Print the lines below word for word, starting from the first line and ending with the line containing "(1186, 712)", inclusive. Leave out the pictures.
-- start --
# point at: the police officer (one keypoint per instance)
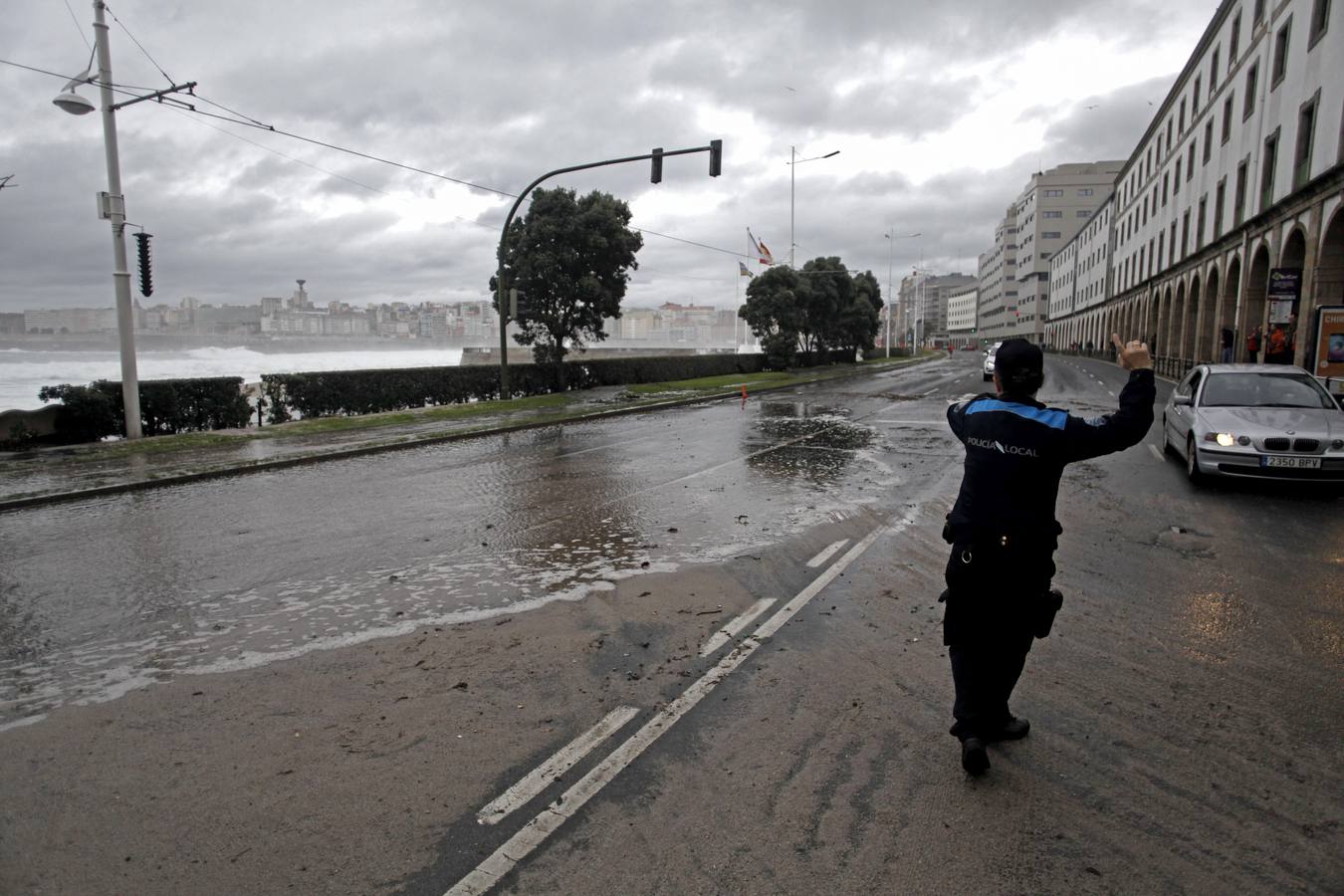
(1003, 530)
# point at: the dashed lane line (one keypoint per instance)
(564, 758)
(826, 553)
(535, 831)
(734, 629)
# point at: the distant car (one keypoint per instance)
(990, 361)
(1260, 421)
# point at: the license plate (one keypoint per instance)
(1293, 462)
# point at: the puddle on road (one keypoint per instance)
(195, 626)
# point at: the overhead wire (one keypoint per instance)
(78, 27)
(248, 121)
(137, 43)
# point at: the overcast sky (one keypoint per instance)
(941, 113)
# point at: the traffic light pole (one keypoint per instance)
(715, 150)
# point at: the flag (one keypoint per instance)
(763, 253)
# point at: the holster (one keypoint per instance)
(1045, 607)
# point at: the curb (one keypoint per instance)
(262, 466)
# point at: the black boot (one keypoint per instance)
(974, 757)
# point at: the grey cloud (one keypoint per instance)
(496, 95)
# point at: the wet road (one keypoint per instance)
(1186, 712)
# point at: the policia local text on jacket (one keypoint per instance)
(1005, 534)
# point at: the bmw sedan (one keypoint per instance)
(1260, 421)
(990, 360)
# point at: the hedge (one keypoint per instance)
(92, 412)
(352, 392)
(349, 392)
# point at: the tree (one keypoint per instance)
(828, 291)
(775, 315)
(568, 260)
(813, 310)
(859, 322)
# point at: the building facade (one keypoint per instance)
(1047, 214)
(924, 303)
(1236, 183)
(961, 315)
(1079, 272)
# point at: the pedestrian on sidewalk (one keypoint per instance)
(1005, 534)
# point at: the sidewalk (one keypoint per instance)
(53, 474)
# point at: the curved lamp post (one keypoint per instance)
(891, 300)
(793, 164)
(113, 207)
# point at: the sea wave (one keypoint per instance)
(24, 372)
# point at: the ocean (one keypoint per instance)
(23, 371)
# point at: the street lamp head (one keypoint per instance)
(74, 104)
(69, 101)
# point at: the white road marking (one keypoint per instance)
(606, 448)
(518, 846)
(732, 630)
(564, 758)
(826, 554)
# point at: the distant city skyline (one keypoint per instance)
(941, 113)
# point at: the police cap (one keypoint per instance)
(1020, 365)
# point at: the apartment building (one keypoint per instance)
(1041, 219)
(961, 315)
(1079, 272)
(1236, 181)
(924, 300)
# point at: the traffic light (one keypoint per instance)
(146, 285)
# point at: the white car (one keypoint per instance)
(1262, 421)
(990, 361)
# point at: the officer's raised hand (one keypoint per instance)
(1133, 354)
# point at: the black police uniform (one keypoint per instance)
(1003, 534)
-- end --
**EXERCISE SOLUTION**:
# point at: the police officer (one keypoint per instance)
(1003, 530)
# point at: the dashed lane line (one keypoint per instance)
(564, 758)
(826, 553)
(535, 831)
(734, 629)
# point at: the distant car (one keypoint per instance)
(990, 361)
(1260, 421)
# point at: the license plate (one keypoint per instance)
(1293, 462)
# point at: the puddle on road (one keypoint per instance)
(195, 626)
# point at: the overhead wire (one keypoint per instance)
(78, 27)
(248, 121)
(137, 43)
# point at: the overcast sky (one keypoint per instance)
(941, 113)
# point at: the traffic light pole (one keypoint per instance)
(715, 150)
# point at: the flag (one keypoint per instance)
(763, 253)
# point at: the holster (one keypoint per instance)
(1045, 607)
# point at: the curb (one keypoint per instance)
(262, 466)
# point at: the black boot (one keypoint per instance)
(974, 757)
# point at: the grey cloud (one keypoint per instance)
(496, 95)
# point at: the wet road (one keypoint per instance)
(1186, 712)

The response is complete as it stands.